-- BEGIN Rows --

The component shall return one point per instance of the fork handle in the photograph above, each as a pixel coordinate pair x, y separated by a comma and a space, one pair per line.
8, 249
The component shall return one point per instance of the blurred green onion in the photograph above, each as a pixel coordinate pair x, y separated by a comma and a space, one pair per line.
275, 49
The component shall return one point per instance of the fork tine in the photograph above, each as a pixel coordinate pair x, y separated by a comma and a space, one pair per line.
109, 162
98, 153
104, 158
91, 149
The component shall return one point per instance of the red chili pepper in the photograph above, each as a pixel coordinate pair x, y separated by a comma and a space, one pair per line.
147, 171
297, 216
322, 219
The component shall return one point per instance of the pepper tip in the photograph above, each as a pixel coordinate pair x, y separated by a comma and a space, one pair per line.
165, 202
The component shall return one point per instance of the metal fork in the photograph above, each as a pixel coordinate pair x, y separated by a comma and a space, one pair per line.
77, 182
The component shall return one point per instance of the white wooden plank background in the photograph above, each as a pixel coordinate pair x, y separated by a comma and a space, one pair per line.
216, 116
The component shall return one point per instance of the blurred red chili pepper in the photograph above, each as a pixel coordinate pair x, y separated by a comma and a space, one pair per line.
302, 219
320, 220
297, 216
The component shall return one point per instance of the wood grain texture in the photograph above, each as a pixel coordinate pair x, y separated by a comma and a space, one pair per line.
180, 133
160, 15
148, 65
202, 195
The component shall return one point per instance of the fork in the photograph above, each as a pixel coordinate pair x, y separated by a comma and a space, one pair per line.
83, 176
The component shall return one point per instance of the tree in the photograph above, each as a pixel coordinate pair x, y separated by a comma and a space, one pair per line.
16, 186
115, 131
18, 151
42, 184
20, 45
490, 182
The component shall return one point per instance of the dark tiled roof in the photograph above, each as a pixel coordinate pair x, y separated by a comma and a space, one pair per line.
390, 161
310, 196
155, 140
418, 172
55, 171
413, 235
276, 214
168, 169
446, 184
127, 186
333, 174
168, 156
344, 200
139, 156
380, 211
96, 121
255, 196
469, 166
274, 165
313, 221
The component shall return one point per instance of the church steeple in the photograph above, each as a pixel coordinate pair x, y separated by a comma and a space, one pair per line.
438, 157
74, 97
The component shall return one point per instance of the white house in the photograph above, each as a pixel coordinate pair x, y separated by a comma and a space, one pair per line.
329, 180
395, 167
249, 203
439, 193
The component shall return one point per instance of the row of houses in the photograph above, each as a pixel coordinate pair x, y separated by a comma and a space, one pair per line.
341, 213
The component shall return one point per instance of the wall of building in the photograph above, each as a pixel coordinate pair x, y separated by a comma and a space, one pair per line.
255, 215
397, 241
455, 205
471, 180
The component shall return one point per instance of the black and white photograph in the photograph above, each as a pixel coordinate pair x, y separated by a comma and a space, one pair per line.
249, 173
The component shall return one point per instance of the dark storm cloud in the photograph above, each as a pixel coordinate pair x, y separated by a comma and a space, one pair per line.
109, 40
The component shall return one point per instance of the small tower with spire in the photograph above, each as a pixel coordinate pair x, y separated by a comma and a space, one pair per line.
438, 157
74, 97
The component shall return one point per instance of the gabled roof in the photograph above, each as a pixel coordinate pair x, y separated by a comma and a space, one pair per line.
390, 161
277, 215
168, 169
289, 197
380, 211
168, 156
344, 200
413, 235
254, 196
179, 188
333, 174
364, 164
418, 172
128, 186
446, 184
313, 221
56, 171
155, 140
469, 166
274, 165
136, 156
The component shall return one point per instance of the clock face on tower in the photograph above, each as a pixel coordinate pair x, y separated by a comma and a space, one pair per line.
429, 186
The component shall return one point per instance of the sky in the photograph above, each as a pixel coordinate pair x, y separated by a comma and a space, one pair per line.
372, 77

-- END Rows --

Beginning with the line that contains "The component shall return one point per instance of the clock" and ending with the last line above, render these lines as a JSON list of strings, one string per line, with blank lines omitted.

[
  "The component shall return one point per instance of the clock face on tower in the photograph above, each as a pixel coordinate pair x, y separated by a comma and a space, one pair per line.",
  "429, 186",
  "The component shall return one point per instance of the sky in the photograph above, each as a pixel coordinate pair x, y separated by a comma and a space, one pair per line.",
  "372, 77"
]